Point localization data
━━━━━━
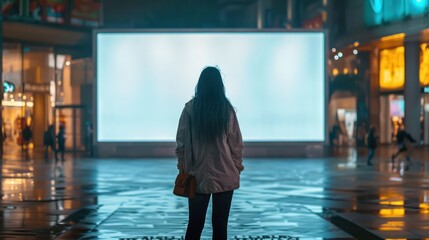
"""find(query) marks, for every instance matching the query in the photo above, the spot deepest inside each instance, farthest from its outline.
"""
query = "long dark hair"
(211, 108)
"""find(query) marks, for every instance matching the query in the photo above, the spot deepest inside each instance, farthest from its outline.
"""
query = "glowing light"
(399, 36)
(424, 66)
(376, 5)
(392, 68)
(396, 212)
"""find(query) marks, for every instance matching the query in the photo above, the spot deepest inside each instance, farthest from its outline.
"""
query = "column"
(375, 117)
(412, 93)
(39, 119)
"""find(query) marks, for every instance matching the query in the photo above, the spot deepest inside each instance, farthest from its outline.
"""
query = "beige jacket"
(217, 166)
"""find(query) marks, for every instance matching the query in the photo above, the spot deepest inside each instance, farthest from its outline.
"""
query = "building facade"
(381, 48)
(46, 56)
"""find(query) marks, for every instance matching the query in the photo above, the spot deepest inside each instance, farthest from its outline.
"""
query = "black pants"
(197, 215)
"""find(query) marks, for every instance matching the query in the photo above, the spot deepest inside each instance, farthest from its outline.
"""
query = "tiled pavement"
(319, 198)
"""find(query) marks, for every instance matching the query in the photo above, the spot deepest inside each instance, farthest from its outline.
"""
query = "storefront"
(38, 87)
(391, 91)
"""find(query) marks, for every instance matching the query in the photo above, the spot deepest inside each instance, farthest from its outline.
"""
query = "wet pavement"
(337, 197)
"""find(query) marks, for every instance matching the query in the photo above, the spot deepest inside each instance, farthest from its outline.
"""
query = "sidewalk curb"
(354, 229)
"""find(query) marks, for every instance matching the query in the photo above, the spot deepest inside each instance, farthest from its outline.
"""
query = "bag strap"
(192, 148)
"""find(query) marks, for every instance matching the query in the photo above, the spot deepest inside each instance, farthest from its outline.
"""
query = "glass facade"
(378, 12)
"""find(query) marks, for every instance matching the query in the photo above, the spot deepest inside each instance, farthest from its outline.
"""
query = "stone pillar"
(412, 93)
(374, 88)
(362, 97)
(39, 119)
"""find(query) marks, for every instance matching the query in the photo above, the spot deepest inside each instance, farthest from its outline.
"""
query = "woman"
(372, 144)
(210, 146)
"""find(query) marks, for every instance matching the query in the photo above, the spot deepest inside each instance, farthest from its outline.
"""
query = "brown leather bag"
(185, 185)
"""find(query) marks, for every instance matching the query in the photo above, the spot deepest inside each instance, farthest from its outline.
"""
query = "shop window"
(424, 64)
(392, 68)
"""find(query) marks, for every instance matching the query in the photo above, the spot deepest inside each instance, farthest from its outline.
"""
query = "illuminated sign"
(8, 87)
(376, 5)
(392, 68)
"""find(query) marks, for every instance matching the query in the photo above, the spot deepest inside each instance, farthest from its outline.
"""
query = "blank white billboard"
(275, 80)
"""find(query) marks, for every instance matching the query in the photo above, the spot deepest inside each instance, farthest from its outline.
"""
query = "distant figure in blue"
(405, 141)
(372, 144)
(61, 136)
(208, 130)
(49, 141)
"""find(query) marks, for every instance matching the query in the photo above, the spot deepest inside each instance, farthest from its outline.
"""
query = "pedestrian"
(208, 130)
(404, 141)
(26, 136)
(372, 144)
(61, 136)
(49, 141)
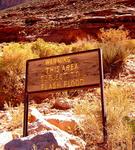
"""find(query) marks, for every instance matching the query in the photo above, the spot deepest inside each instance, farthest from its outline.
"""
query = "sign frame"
(101, 85)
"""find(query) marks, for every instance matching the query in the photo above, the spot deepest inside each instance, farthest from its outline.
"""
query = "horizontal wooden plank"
(73, 70)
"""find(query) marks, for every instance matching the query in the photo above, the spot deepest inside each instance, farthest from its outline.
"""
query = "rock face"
(45, 132)
(65, 20)
(8, 3)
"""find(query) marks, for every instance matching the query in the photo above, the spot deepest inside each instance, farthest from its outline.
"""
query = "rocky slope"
(65, 20)
(9, 3)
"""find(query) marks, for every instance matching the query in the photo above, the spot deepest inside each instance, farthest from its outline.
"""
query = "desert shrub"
(15, 116)
(119, 105)
(114, 50)
(130, 44)
(12, 69)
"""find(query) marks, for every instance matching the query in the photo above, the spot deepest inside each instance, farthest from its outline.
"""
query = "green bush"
(115, 52)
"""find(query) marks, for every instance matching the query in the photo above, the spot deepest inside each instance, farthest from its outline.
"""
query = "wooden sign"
(64, 72)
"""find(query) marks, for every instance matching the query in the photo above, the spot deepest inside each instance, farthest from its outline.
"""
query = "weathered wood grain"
(73, 70)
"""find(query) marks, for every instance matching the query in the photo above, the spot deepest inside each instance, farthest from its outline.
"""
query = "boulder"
(65, 121)
(46, 135)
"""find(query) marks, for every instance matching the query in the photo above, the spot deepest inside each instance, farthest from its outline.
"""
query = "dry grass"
(115, 52)
(14, 117)
(119, 105)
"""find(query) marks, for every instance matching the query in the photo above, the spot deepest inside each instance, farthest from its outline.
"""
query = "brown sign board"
(63, 72)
━━━━━━
Exercise details. Give back the records above exactly. Pictures stay out.

Result below.
"""find(query) marks, for every instance matching the query in the photo above, the spot deepest inside each instance, farthest from its outline.
"""
query = "long dark hair"
(211, 108)
"""find(query) marks, for every instance matching the query in the photo above, the spot deepest inside each instance, farthest from its outline.
"""
query = "glowing light"
(399, 36)
(424, 66)
(376, 5)
(392, 68)
(396, 212)
"""find(query) marks, for every instance matching the query in the photo above, the spot deepest inside each instance, farthest from its outline.
"""
query = "column"
(375, 117)
(412, 93)
(39, 119)
"""find(query) marks, for every instance matching the query in the photo above, the spot deepest inside each instance, farthest from its outline.
"""
query = "beige jacket"
(217, 166)
"""find(query) marks, for every instance matching the query in the photo above, the spot deepest inside each instance, farthest from its outline.
"""
query = "building facade"
(381, 48)
(46, 56)
"""find(query) marks, for every instance matching the query in the photo above, the spot deepest inside each instance, farthest from its outline.
"""
query = "black pants"
(197, 215)
"""find(query) marks, for every instance matching the query in the photo above, the spot deepest inside each instance, farthest from its outline.
"""
query = "tiled pavement"
(319, 198)
"""find(query) marks, for every instance matching the query in the photo above, the spot deepest inside each instance, farthest from its outline.
"""
query = "storefront"
(38, 87)
(391, 91)
"""find(query) marks, for every instance matching the query in the photo above, the spot deepest inside each instance, farthest from its outline.
"""
query = "wet pavement"
(337, 197)
"""find(query) marks, for every instance matching the query in the photo above, the spot deepest inside each instance, farthest from its outline.
"""
query = "sidewalk curb"
(354, 229)
"""find(query) marks, for every instance matching the query in the photo above, the spot deepest inside each instance, farthest from its outline.
"""
query = "bag strap"
(192, 148)
"""find(query) marks, for every instance matching the query in the photo above, the spot deepest inside each instance, farthest from its outline.
"""
query = "glass facade"
(378, 12)
"""find(query) marks, for every instance matching the query in the photo above, the spot deepest inside each instance, farthest from its outline.
"""
query = "stone pillar"
(412, 93)
(374, 88)
(362, 97)
(39, 119)
"""find(query) marks, for every instance matching the query in the photo above, the spot deepest inside each instance, farthest from its outline.
"""
query = "woman"
(372, 144)
(210, 146)
"""find(query) marks, for every instance matching the query in the photo above, the spot deepest inside each instance, farthest from its outline.
"""
query = "brown leather bag"
(185, 185)
"""find(query) marks, for every instance matching the query in the photo above, the spot deepest inside each instance, farthest from its outline.
"""
query = "shop window"
(424, 64)
(392, 68)
"""find(query) marks, for every instance matching the query in the photo above, the spot deepest inside each instance, farthest from its outline.
"""
query = "illuminated sign"
(8, 87)
(376, 5)
(392, 68)
"""find(query) marks, for every instance matching the query in the photo above, the spot deepest inside each instance, farthest from its outline.
"""
query = "blank white billboard"
(275, 80)
"""find(query) marks, for every instance matching the query in the photo above, the spot deepest inside each instance, farthest from its outline.
"""
query = "distant figure in blue"
(405, 141)
(372, 144)
(61, 136)
(208, 130)
(49, 141)
"""find(query) marks, for every instance matching the query in the photo above, the spot deepest inside each instance, farthest from its outline.
"""
query = "pedestrian"
(208, 130)
(404, 141)
(26, 136)
(372, 144)
(61, 136)
(49, 141)
"""find(query) marks, for every instance matching the query in the photo above, the spot deepest inside each instance, farthest from its outline.
"""
query = "sign frame"
(101, 85)
"""find(query) marks, for every instance matching the query in the photo above, the spot deepest inside each instance, farthest from its outline.
"""
query = "horizontal wooden plank"
(73, 70)
"""find(query) marks, for every instance matching the query in the photo above, the spot deepest inside each instance, farthest from its outline.
"""
query = "rock face"
(45, 132)
(65, 20)
(8, 3)
"""find(query) marks, for every instance matching the query in the photo above, the spot deepest inside each instance, farthest from its outline.
"""
query = "rocky slope"
(65, 20)
(9, 3)
"""find(query) marks, for every instance matching the query in the photo above, the spot deepest inside each instance, farthest from its outline.
"""
query = "desert shrub"
(15, 116)
(119, 105)
(114, 50)
(130, 44)
(12, 69)
"""find(query) marks, for every instance matching the query in the photo above, the spot deepest inside each instance, farthest from its outline.
"""
query = "green bush"
(115, 52)
"""find(query) marks, for every instance matching the query in the photo above, the spot deepest inside each instance, farthest from its outline.
"""
query = "wooden sign"
(64, 72)
"""find(query) marks, for every instance matching the query in the photo above, the spot deepest inside each instance, farthest from its outline.
"""
query = "weathered wood grain"
(73, 70)
"""find(query) marks, for every instance matching the query in the photo above, the spot deepest inside each instance, farthest from its outline.
"""
query = "boulder"
(65, 121)
(46, 135)
"""find(query) marks, for every instance matching the query in the photo above, the spot deepest inside each instance, farthest from its outline.
"""
query = "dry grass"
(115, 52)
(14, 117)
(119, 105)
"""find(query) marks, for every instance matching the query in the photo above, the spot deepest inside each instance, farthest from its outline.
"""
query = "brown sign board"
(63, 72)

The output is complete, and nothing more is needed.